» What is needed: Pull out and copy every line in the records below that contains the word "shirt".

» Material shown:
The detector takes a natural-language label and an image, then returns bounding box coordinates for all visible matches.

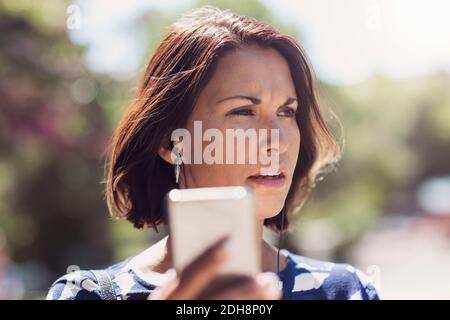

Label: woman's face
[180,45,300,220]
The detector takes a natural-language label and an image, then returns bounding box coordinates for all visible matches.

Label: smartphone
[166,186,261,276]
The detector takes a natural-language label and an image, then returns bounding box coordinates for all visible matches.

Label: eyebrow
[216,96,297,107]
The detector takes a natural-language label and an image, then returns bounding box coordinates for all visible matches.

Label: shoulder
[283,252,379,300]
[47,258,154,300]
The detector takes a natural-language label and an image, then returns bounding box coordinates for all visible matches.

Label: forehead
[201,44,295,98]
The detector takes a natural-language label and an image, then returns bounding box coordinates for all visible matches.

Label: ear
[158,147,174,164]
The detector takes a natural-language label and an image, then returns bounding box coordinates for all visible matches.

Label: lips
[248,171,286,187]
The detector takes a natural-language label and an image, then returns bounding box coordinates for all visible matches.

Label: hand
[148,237,281,300]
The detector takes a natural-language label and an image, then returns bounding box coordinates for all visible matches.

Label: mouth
[248,171,286,187]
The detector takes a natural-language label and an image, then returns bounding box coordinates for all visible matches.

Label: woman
[48,7,378,299]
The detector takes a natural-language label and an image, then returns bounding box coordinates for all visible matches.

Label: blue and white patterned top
[47,249,379,300]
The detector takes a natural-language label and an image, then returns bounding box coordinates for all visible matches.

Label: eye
[280,108,297,118]
[227,108,255,116]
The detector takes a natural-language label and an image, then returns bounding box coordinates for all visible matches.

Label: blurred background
[0,0,450,299]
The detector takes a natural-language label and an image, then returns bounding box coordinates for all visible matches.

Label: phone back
[167,186,261,275]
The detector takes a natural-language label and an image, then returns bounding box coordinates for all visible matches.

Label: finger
[210,273,282,300]
[172,237,228,299]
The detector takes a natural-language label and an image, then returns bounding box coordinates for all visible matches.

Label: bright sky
[67,0,450,84]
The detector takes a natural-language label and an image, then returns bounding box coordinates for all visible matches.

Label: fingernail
[258,272,280,288]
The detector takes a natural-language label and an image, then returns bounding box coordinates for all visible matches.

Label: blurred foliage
[0,0,450,294]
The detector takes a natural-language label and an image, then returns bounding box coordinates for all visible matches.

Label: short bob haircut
[105,7,340,232]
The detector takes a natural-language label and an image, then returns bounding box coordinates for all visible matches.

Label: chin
[256,201,283,220]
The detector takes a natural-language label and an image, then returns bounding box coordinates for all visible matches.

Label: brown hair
[106,7,339,231]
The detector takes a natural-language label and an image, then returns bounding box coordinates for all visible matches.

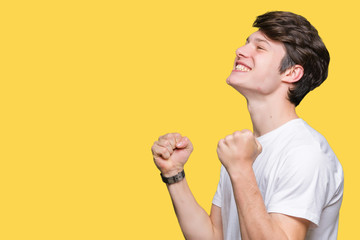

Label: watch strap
[160,170,185,184]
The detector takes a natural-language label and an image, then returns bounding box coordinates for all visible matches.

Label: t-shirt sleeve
[212,166,224,207]
[267,146,331,227]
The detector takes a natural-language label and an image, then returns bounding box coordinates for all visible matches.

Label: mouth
[233,61,251,72]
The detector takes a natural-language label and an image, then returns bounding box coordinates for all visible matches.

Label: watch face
[160,170,185,184]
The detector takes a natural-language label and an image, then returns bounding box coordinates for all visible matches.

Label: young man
[152,12,343,240]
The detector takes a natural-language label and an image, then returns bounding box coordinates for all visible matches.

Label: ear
[281,65,304,83]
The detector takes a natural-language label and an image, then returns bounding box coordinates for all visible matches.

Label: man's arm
[217,130,310,240]
[151,133,223,240]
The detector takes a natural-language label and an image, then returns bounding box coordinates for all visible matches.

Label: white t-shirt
[213,118,344,240]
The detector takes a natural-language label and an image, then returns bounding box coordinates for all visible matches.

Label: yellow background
[0,0,360,240]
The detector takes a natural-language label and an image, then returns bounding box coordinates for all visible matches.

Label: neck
[247,96,299,137]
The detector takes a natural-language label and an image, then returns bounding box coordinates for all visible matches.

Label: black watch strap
[160,170,185,184]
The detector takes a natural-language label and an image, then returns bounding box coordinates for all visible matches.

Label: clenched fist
[151,133,193,177]
[217,130,262,176]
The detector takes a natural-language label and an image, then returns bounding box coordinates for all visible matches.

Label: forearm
[167,179,221,240]
[231,170,288,240]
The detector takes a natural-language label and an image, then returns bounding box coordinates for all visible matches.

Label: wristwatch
[160,170,185,184]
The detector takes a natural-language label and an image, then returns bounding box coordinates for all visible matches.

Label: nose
[235,45,249,58]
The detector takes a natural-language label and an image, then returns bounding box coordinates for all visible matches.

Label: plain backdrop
[0,0,360,240]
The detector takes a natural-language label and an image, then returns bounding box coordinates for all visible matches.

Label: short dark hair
[253,11,330,106]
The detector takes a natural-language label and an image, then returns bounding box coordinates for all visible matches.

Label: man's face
[226,31,286,96]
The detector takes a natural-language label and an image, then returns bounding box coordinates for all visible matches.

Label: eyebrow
[246,37,271,47]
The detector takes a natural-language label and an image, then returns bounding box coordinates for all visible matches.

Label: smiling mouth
[235,63,251,72]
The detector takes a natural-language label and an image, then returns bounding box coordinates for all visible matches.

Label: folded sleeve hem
[267,206,320,228]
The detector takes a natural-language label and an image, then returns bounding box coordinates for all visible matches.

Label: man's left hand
[217,130,262,176]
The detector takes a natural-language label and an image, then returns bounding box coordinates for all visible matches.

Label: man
[152,11,343,240]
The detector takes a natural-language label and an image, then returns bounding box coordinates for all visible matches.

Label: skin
[152,31,310,240]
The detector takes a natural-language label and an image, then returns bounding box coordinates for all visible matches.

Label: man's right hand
[151,133,193,177]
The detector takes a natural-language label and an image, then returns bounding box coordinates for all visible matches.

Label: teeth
[235,64,250,72]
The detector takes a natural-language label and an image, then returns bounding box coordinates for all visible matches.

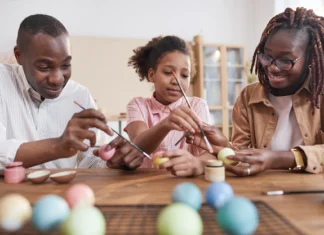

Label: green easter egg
[61,206,106,235]
[157,203,203,235]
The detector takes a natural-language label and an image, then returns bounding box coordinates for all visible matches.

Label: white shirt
[0,64,106,168]
[269,94,304,151]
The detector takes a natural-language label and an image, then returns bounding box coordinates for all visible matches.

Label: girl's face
[148,51,191,105]
[263,29,308,95]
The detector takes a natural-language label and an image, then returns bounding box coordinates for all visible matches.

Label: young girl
[103,36,210,174]
[189,8,324,176]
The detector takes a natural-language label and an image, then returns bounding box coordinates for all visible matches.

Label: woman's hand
[159,149,204,176]
[225,149,276,176]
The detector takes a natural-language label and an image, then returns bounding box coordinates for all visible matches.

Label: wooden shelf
[227,64,244,68]
[204,64,220,68]
[193,35,247,139]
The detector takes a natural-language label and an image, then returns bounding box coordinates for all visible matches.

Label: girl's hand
[163,105,202,134]
[159,149,204,176]
[225,149,276,176]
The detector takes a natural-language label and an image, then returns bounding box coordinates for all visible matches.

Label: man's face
[15,33,72,99]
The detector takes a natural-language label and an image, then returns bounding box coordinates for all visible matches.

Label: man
[0,15,113,168]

» Answer in full:
Label: t-shirt sleeve
Label: white t-shirt
Label: white shirt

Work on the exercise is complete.